**** Extrait ****

Les jeux ne sont pas faits, de loin «Si le Grand Conseil refuse le crédit (le Conseil municipal a de son côté déjà accepté de payer la moitié de l’affaire, soit quelque 53 millions ndlr.), cela revient à condamner un théâtre à Genève, plaide Hervé Loichemol. Parce que la Comédie actuelle est si vétuste et délabrée qu’on sera obligé de la fermer dans les dix ans qui viennent.»

Alarmiste, ce discours? «La Comédie est sous perfusion, souligne Christine Ferrier, responsable de communication de l’institution. Depuis 1913, date de sa construction, elle n’a fait l’objet que de travaux de sécurité et de mise en conformité pour le public.» C’est ainsi que la jauge a été ramenée ces dernières années de 613 spectateurs à 476. Si la façade en impose toujours, les entrailles sont gangrenées et pour tout dire incurables.

Nombreux refus

«L’acoustique est catastrophique, à cause de la réverbération, poursuit Hervé Loichemol. Les conditions de visibilité sont médiocres, par exemple sous le premier balcon. Il n’y a pas de coulisses à jardin et, à cour, elles sont coupées par un mur. Cela signifie qu’il n’y a pas d’espace de stockage pour les décors. Le pis, ce sont leurs conditions d’acheminement. Pour accéder à la scène, ils doivent passer par une trappe d’un mètre cinquante.»

On ne compte plus les grands spectacles auxquels la Comédie a dû renoncer à cause de son plateau. Rien que ces douze derniers mois, les Genevois ont été privés des «Nègres» de Bob Wilson et de «La Double inconstance» de Marivaux, monté par Luc Bondy. Ce handicap est source de plaisanterie et d’exploits: il y a deux ans, les techniciens sont obligés de démonter entièrement une Cadillac qui figurait dans un spectacle. «Le montage et le démontage prennent plus de temps qu’ailleurs, ce qui a aussi son coût», note encore Hervé Loichemol.

Que la Nouvelle Comédie ne se dresse pas sur les hauteurs du quartier des Eaux-Vives, personne ne veut l’envisager, à commencer par Pierre Naftule, metteur en scène de La Revue. «Lausanne, Neuchâtel, Winterthour ont un théâtre prestigieux, qui comprend un restaurant, des studios de répétition. Si nous voulons continuer à nous distinguer, ce qui est notre marque, ne construisons pas la Nouvelle Comédie. Quant au coût de 100 millions, il n’est pas choquant, à condition que le futur patron de la maison ait le souci d’un large public, comme Benno Besson ou Claude Stratz en leur temps.»

Si peu contestent la nécessité d’un théâtre adapté aux exigences contemporaines, certains remettent en cause le projet, notamment la jauge de la salle principale, 500 sièges. «La moindre petite ville construit des salles de 800 places et nous nous contentons de 500, c’est ridicule, assène Frédéric Hohl. Le Théâtre de Bonlieu à Annecy compte 950 fauteuils. Sur un budget de 6,5 millions, sa billetterie représente 2 millions. A Genève, nous serons loin de ce rapport.»

**** Entrées affichées ****

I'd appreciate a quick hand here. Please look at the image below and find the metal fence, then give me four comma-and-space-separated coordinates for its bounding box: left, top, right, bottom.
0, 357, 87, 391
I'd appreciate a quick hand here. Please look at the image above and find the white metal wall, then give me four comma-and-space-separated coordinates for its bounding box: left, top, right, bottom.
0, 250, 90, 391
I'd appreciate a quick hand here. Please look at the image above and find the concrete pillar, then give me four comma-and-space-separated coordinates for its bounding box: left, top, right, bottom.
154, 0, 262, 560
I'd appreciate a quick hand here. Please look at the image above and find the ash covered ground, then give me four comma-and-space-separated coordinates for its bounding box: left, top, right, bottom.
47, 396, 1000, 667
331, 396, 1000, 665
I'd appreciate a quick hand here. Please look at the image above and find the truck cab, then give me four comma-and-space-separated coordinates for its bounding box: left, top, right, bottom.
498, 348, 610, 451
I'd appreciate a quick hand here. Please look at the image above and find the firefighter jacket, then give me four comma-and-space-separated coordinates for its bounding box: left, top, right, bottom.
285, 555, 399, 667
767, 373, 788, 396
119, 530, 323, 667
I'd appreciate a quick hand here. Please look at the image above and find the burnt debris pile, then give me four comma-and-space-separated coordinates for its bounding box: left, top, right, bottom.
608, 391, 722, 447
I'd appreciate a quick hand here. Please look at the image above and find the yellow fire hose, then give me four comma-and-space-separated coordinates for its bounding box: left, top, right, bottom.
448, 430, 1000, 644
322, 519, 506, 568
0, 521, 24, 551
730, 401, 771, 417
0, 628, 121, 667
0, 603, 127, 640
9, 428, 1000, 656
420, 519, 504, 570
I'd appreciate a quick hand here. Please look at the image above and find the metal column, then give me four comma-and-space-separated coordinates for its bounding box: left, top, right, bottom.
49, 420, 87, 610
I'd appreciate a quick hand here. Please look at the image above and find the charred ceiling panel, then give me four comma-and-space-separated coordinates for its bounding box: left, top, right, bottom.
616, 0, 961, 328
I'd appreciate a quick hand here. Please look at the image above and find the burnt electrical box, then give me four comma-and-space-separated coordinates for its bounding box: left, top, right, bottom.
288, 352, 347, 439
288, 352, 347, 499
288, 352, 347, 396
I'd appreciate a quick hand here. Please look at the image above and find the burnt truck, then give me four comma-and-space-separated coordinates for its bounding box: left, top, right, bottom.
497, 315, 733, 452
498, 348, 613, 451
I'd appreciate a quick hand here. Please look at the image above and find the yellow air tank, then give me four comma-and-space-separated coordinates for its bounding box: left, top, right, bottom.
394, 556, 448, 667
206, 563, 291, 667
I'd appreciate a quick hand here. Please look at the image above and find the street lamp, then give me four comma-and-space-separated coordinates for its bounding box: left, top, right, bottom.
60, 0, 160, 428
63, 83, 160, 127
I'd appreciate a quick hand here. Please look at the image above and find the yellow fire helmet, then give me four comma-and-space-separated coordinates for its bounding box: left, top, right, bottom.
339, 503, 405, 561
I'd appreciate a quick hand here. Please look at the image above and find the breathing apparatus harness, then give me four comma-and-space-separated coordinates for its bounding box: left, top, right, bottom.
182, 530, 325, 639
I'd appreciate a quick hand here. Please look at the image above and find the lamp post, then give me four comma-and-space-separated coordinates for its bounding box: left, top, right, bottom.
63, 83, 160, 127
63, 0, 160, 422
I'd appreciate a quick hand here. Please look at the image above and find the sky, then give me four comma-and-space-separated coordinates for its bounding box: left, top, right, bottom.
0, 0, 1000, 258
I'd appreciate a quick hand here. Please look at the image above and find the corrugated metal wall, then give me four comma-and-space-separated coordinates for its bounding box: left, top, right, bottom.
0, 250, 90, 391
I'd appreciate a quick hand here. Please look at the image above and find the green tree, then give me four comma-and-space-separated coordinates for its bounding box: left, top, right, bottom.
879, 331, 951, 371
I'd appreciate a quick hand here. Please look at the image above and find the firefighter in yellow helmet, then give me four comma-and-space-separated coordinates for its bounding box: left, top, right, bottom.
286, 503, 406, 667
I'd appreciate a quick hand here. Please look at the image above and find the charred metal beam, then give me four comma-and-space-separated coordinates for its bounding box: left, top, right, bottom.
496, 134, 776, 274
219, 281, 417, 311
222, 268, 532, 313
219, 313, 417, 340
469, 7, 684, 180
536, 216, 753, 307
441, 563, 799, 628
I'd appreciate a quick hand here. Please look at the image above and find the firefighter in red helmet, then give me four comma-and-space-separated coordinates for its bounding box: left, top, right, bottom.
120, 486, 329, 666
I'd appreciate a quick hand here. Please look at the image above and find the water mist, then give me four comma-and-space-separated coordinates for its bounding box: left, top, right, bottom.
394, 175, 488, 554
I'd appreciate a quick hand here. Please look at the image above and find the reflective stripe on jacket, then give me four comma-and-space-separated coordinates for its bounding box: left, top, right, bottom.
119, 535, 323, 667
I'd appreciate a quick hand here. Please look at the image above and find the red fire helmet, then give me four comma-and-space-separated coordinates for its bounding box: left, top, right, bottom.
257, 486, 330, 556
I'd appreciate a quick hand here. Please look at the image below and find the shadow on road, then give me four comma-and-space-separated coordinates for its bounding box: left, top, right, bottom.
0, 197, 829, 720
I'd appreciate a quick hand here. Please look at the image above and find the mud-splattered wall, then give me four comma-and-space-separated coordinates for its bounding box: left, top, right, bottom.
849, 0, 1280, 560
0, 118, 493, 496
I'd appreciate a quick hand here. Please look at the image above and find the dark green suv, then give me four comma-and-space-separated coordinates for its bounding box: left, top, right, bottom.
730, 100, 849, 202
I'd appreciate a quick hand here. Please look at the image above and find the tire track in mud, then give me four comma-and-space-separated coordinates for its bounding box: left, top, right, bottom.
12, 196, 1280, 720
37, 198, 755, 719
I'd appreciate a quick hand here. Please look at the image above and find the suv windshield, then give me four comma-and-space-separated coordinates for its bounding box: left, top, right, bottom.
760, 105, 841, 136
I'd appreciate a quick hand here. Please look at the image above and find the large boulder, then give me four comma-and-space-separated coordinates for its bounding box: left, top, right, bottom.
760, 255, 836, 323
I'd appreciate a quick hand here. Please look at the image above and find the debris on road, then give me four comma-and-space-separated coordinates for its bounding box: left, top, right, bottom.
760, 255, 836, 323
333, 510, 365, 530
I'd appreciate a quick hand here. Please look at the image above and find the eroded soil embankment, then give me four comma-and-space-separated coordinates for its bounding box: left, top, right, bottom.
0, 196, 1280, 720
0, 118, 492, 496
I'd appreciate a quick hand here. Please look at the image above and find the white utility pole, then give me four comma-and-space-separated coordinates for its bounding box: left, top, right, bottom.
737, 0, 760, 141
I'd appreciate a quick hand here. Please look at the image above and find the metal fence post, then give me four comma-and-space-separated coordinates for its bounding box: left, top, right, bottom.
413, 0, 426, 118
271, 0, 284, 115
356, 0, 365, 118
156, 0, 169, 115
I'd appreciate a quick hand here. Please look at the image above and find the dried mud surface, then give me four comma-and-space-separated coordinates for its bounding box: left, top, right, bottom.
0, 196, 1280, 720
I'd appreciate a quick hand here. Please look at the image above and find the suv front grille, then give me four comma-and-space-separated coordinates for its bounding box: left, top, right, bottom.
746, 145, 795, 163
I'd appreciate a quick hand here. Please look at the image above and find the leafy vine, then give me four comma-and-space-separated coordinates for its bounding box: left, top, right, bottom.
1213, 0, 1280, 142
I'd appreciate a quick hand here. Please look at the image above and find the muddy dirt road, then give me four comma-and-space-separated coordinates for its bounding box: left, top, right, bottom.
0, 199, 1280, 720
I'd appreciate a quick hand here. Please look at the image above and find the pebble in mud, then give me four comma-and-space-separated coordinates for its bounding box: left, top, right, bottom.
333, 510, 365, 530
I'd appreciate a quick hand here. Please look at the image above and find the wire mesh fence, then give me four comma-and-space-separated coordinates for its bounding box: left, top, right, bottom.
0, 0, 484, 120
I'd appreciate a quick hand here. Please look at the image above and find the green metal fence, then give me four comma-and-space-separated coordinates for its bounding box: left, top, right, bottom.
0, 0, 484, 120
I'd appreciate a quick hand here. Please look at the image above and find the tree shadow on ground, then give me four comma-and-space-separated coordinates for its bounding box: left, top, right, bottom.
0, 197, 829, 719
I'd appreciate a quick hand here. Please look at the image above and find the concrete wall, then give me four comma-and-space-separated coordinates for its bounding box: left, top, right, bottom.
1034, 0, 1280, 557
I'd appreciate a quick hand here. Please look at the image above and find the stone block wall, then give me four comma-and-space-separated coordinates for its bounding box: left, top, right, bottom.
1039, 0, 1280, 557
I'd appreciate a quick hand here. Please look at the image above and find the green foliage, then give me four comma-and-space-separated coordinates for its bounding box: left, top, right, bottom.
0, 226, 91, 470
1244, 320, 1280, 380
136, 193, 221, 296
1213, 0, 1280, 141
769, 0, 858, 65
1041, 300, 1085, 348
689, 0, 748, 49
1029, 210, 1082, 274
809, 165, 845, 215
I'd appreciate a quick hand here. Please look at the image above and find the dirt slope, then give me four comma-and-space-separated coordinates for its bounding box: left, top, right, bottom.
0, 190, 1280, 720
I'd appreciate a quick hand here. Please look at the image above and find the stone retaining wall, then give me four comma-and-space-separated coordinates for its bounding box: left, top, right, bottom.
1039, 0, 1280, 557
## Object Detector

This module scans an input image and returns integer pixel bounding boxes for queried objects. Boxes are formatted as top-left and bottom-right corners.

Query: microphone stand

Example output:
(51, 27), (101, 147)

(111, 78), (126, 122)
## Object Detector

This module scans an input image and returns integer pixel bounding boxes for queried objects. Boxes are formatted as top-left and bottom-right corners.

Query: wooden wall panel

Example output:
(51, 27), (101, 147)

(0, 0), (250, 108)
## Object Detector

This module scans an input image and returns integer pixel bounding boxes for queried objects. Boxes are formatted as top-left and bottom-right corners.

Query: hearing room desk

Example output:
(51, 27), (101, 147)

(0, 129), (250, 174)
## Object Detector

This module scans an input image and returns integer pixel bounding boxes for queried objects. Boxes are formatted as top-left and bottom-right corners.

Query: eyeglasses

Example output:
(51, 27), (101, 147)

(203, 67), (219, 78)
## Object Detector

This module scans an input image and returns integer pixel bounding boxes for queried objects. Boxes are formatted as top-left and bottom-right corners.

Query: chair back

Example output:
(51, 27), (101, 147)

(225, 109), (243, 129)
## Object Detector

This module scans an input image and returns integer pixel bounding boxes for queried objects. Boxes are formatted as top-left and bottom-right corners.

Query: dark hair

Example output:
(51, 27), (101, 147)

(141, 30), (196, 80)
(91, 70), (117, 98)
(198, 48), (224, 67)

****

• _Tâche à réaliser_
D'après l'extrait sur la Comédie de Genève, à combien de spectateurs la jauge a-t-elle été ramenée ces dernières années ? Répondez en une phrase, s'il vous plaît. La liste ci-dessus constitue un matériau indépendant de l'extrait.

• _Réponse attendue_
La jauge a été ramenée de 613 à 476 spectateurs.